[[ Task material open ]]

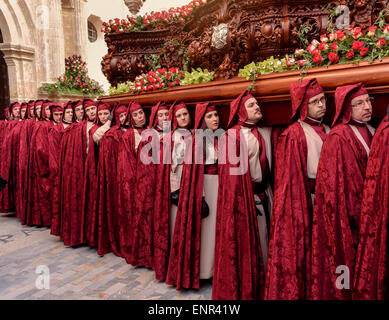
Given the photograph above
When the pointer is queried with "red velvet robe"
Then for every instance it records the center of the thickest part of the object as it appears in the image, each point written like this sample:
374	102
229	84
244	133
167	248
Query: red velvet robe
24	168
108	216
335	225
126	184
9	159
238	269
143	214
288	268
40	184
68	221
90	194
184	261
371	267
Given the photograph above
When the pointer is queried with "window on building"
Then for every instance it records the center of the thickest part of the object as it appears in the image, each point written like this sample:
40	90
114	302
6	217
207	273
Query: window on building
92	32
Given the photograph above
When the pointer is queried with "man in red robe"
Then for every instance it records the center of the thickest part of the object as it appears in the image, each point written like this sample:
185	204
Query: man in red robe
108	217
23	163
127	159
371	266
244	204
102	122
297	158
68	221
339	186
40	181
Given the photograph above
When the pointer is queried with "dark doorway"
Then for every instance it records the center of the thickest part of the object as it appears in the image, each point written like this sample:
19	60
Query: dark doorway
4	84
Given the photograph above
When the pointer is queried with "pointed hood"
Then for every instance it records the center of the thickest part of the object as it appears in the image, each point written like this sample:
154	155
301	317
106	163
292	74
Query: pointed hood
300	93
343	97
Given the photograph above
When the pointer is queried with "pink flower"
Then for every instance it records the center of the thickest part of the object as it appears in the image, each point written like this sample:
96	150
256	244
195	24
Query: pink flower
364	51
333	57
357	45
340	35
334	46
381	42
372	31
357	32
350	54
317	59
323	46
323	38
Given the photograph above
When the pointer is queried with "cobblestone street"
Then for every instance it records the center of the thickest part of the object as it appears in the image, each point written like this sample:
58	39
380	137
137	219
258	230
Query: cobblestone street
75	273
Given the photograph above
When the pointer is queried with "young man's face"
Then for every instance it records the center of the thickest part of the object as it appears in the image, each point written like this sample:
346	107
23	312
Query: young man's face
91	112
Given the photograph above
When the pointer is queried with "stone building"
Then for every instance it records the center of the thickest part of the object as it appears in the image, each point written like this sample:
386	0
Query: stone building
37	35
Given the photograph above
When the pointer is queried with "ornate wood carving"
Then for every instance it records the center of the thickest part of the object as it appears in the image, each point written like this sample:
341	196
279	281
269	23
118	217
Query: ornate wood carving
225	35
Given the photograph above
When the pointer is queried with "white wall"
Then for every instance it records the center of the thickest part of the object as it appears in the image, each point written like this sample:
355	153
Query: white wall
110	9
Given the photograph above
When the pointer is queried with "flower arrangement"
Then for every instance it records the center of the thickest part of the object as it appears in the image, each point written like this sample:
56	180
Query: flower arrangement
197	76
75	80
150	20
159	79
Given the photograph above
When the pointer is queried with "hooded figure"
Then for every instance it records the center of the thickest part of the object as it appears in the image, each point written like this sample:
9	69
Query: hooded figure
40	183
193	246
108	215
90	201
371	266
141	253
172	154
297	158
126	175
68	221
339	186
244	204
9	158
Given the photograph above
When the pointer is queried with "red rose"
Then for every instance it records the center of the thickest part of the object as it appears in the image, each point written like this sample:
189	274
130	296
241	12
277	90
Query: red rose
364	51
350	54
334	46
333	57
317	59
357	45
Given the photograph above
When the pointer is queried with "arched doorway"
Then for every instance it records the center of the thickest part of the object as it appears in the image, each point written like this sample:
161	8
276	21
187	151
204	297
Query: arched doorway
4	83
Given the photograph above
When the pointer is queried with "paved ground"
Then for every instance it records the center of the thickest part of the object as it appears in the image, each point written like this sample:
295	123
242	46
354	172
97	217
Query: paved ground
75	273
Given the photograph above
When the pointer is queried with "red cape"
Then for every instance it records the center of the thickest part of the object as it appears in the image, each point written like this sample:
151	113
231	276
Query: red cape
371	267
108	217
90	194
24	168
288	267
184	261
126	173
68	221
238	269
9	160
335	225
40	184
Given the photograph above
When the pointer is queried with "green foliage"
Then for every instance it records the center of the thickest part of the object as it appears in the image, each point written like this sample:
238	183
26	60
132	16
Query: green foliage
121	88
197	76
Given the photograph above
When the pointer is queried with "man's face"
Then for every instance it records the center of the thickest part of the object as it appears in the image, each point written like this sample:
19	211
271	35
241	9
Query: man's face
68	116
57	116
16	112
38	110
362	108
139	118
122	117
212	120
79	111
317	106
163	115
23	112
253	110
183	118
91	112
103	116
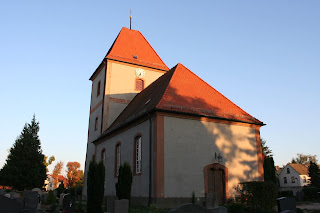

[[ Task material closed ]]

Work item:
Leave out the pictures and give the rest of the material again, unaltered.

Final answer:
Given the photograph above
When the pointer is queried with "red velvet robe"
Then for every instance it records the center of the thickest part of the object as it appears in the image, each point written like this sample:
374	102
229	84
244	133
167	248
Query: red velvet robe
24	168
108	216
335	225
126	184
9	159
238	269
143	214
288	268
40	184
68	221
90	194
184	261
371	267
Given the photograph above
When the pointer is queried with "window on building"
Then for every instance it records the center of the thickest part of the object as it appears in the image, each point written like this sample:
40	90
114	302
6	217
207	273
Query: window on building
92	32
Given the photograph above
When the pointer is queried with "man in red robe"
Then for every instance it records the center of the thickest part of the object as it appears in the image, each point written like this sample:
185	204
Query: man in red robe
108	217
23	163
127	159
371	266
244	204
102	122
297	158
68	221
339	186
40	181
Given the photograph above
When the pointer is queried with "dark doorway"
Then for every instance it records the center of the thickest part of the object as it appears in the image, each point written like this sample:
19	60
Query: dark doorway
4	84
Given the photograph above
When the pointer is queried with "pointed hood"
Then for every instance it records the center of the thickest part of the object as it appears in the image, each point written like this sample:
154	155
301	317
106	163
292	74
Query: pointed hood
300	93
343	97
Given the photograph above
When the pointer is queried with "pink flower"
Then for every instance it records the center of the thickest part of the object as it appears in the image, each point written like this sample:
96	150
256	244
195	24
Query: pink flower
364	51
333	57
357	45
340	35
334	46
381	42
372	31
357	32
350	54
317	59
323	46
323	38
Given the photograph above
When the pointer is queried with "cobblestone street"
Then for every instance it records the center of the thickest part of the object as it appears in the image, each point written like this sample:
58	39
380	137
137	219
258	230
Query: cobblestone street
75	273
Given the photograph above
When the pointer is queried with "young man's face"
Then for every instance it records the center of the thickest part of the object as it appears in the image, each point written like this sample:
346	107
23	312
Query: young man's face
91	112
Given the photograph above
When the pointer is queried with "stone building"
Then for every instance it records the center of the thickest part of the object as it appears in the image, each point written like this sample:
386	0
Query: stone building
37	35
Given the photograph above
When the pointer is queried with "ornate wood carving"
Then for every instance it records the center of the thickest part of the object as it appears in the image, each point written like this sample:
341	196
279	281
269	23
118	217
Query: ornate wood carving
225	35
Given the photograph above
When the pointer is queried with "white wall"
Then for every instance it records the center of the thickest part of the object as it appears in the image, each point written like this sample:
355	153
Query: white wall
110	9
Given the photograph above
When the pointer is queried with "flower arrangement"
Then for every instance it records the center of the thickest part of the object as it appears in the image, each point written like this sample:
56	180
Query: flower arrangement
197	76
75	80
150	20
159	79
Given the photograph above
When the pointer is queried with "hooded figure"
Then for every instance it records the center of the thickest part of the object as it appears in the image, each point written like this sample:
9	69
Query: hooded figure
40	183
193	246
108	215
90	201
371	266
141	253
172	154
297	158
126	175
68	221
339	186
244	204
9	158
Given the photograph above
When the pointer is queried with "red rose"
Then for every instance it records the center of the thickest part of the object as it appears in the image, each point written like this sample:
189	274
130	296
241	12
277	90
Query: red rose
364	51
350	54
334	46
333	57
317	59
357	45
Given the photograph above
When the pointer is queried with "arched doorway"
Then for every instance it records the center of the thickest part of the object as it appears in the image, each point written like this sample:
161	8
276	21
187	151
204	297
Query: arched doorway
4	83
Given the photograph above
When the pointer is queried with "paved ground"
Then for every instance it records the center of the thickest part of the object as it appears in the image, each point written like this sample:
295	123
242	46
354	172
97	217
Query: paved ground
75	273
Given the photograph above
When the pointer is queried with "red cape"
Then for every instance it records the center of the thickest part of the object as it appears in the image, each point written like this sample:
151	113
231	276
Query: red cape
371	267
108	217
90	194
24	168
288	267
184	261
126	173
68	221
238	269
9	160
335	225
40	184
Given the photograph above
When the pointer is queried with "green foliage"
Then for every instance it records the center of the thickest part of the object as it appears in the image, each point written like this sample:
238	183
26	60
132	16
Query: green foliage
121	88
197	76
Given the photograph above
When the pointer is queried with "man's face"
Then for every instance it records the center of the thickest part of the object as it appears in the image, each point written like this sample:
19	211
271	35
241	9
Query: man's face
68	116
57	116
16	112
38	110
362	108
139	118
122	117
212	120
79	111
317	106
163	115
23	112
253	110
183	118
91	112
103	116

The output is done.